------ Extracted information
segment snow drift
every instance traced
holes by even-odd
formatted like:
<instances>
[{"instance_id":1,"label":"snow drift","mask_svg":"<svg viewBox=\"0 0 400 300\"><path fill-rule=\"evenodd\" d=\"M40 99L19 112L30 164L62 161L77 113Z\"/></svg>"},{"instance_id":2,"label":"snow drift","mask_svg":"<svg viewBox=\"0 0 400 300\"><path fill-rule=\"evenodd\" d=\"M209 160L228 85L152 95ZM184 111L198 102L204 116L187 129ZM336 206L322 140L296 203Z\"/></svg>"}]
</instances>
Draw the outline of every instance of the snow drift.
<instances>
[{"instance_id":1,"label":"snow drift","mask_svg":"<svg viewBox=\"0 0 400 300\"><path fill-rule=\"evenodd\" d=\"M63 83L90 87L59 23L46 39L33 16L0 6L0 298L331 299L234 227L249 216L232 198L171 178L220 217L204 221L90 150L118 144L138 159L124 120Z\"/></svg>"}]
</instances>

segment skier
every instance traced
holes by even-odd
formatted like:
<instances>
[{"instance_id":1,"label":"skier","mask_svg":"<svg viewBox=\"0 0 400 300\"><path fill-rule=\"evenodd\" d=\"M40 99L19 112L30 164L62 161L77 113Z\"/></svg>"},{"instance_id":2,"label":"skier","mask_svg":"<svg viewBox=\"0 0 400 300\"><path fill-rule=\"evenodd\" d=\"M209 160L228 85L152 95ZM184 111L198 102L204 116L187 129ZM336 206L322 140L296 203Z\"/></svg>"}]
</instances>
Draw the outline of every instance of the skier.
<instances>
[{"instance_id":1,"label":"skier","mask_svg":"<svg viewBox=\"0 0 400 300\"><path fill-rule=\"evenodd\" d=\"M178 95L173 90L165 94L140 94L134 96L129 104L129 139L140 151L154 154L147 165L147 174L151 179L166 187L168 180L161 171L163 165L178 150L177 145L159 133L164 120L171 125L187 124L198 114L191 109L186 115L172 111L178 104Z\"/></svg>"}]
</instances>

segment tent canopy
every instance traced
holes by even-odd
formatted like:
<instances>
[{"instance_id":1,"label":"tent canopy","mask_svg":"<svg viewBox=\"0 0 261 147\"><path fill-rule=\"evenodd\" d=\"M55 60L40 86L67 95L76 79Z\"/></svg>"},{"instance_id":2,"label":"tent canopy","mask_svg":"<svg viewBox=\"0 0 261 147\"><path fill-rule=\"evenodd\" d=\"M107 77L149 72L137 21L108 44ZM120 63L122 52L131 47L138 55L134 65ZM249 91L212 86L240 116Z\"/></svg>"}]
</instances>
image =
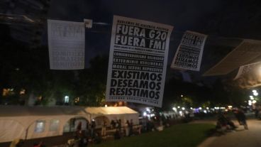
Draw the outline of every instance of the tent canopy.
<instances>
[{"instance_id":1,"label":"tent canopy","mask_svg":"<svg viewBox=\"0 0 261 147\"><path fill-rule=\"evenodd\" d=\"M206 71L204 75L226 75L240 66L253 62L261 55L261 41L245 39L218 63Z\"/></svg>"},{"instance_id":2,"label":"tent canopy","mask_svg":"<svg viewBox=\"0 0 261 147\"><path fill-rule=\"evenodd\" d=\"M138 114L127 107L24 107L0 106L1 116L84 115L84 114Z\"/></svg>"},{"instance_id":3,"label":"tent canopy","mask_svg":"<svg viewBox=\"0 0 261 147\"><path fill-rule=\"evenodd\" d=\"M137 111L127 107L87 107L86 111L94 114L138 114Z\"/></svg>"}]
</instances>

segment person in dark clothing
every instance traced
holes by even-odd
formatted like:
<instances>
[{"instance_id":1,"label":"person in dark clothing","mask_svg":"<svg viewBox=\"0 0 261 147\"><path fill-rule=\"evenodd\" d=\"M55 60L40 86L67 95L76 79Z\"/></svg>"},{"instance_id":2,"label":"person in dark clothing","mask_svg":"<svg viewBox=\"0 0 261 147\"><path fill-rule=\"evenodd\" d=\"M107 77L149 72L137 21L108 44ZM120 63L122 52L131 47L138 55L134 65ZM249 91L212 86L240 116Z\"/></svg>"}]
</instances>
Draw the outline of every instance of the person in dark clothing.
<instances>
[{"instance_id":1,"label":"person in dark clothing","mask_svg":"<svg viewBox=\"0 0 261 147\"><path fill-rule=\"evenodd\" d=\"M111 129L114 129L116 126L116 123L113 120L111 120Z\"/></svg>"},{"instance_id":2,"label":"person in dark clothing","mask_svg":"<svg viewBox=\"0 0 261 147\"><path fill-rule=\"evenodd\" d=\"M248 129L248 126L246 121L246 117L243 110L241 109L236 110L235 111L235 116L237 118L238 123L240 125L243 125L245 129Z\"/></svg>"}]
</instances>

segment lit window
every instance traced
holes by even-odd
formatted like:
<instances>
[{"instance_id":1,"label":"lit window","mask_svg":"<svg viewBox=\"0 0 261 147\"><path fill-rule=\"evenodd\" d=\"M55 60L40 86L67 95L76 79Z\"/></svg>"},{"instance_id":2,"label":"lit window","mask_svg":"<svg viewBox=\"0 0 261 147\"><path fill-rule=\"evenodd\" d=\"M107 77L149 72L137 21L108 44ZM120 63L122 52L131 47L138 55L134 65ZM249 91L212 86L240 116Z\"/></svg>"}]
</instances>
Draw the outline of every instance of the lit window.
<instances>
[{"instance_id":1,"label":"lit window","mask_svg":"<svg viewBox=\"0 0 261 147\"><path fill-rule=\"evenodd\" d=\"M50 121L49 131L57 131L59 128L59 120L52 119Z\"/></svg>"},{"instance_id":2,"label":"lit window","mask_svg":"<svg viewBox=\"0 0 261 147\"><path fill-rule=\"evenodd\" d=\"M45 131L45 121L36 121L35 132L41 133Z\"/></svg>"},{"instance_id":3,"label":"lit window","mask_svg":"<svg viewBox=\"0 0 261 147\"><path fill-rule=\"evenodd\" d=\"M69 102L69 96L65 96L65 103L68 103Z\"/></svg>"}]
</instances>

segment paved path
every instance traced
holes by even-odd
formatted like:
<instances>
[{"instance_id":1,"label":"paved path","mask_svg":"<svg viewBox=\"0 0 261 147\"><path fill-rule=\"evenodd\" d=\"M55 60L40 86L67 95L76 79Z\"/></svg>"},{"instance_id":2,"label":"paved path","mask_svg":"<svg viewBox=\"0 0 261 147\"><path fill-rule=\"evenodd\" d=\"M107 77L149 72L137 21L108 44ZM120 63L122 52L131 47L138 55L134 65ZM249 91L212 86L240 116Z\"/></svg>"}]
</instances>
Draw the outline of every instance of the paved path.
<instances>
[{"instance_id":1,"label":"paved path","mask_svg":"<svg viewBox=\"0 0 261 147\"><path fill-rule=\"evenodd\" d=\"M234 121L235 125L238 123ZM207 138L199 147L260 147L261 146L261 121L248 120L248 130L239 126L235 131Z\"/></svg>"}]
</instances>

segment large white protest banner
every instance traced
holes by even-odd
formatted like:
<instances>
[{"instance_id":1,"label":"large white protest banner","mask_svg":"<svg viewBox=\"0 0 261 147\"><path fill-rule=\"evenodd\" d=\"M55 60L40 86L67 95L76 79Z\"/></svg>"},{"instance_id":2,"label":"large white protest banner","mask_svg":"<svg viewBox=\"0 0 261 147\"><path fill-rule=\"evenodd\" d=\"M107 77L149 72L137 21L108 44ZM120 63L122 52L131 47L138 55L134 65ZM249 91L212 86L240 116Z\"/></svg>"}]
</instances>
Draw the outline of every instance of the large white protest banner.
<instances>
[{"instance_id":1,"label":"large white protest banner","mask_svg":"<svg viewBox=\"0 0 261 147\"><path fill-rule=\"evenodd\" d=\"M50 68L84 68L84 23L48 20Z\"/></svg>"},{"instance_id":2,"label":"large white protest banner","mask_svg":"<svg viewBox=\"0 0 261 147\"><path fill-rule=\"evenodd\" d=\"M165 24L114 16L107 102L162 106L172 28Z\"/></svg>"},{"instance_id":3,"label":"large white protest banner","mask_svg":"<svg viewBox=\"0 0 261 147\"><path fill-rule=\"evenodd\" d=\"M170 67L199 71L206 37L204 34L186 31Z\"/></svg>"},{"instance_id":4,"label":"large white protest banner","mask_svg":"<svg viewBox=\"0 0 261 147\"><path fill-rule=\"evenodd\" d=\"M234 80L238 79L242 75L250 72L251 70L256 68L257 67L260 67L260 65L261 65L261 62L254 62L254 63L251 63L251 64L240 66L239 67L238 74L235 76L235 77L234 78Z\"/></svg>"}]
</instances>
------------
**Instruction**
Count how many lines in the records above contain the string "segment", treating uppercase and lowercase as distinct, and reply with the number alone.

**Completed task**
7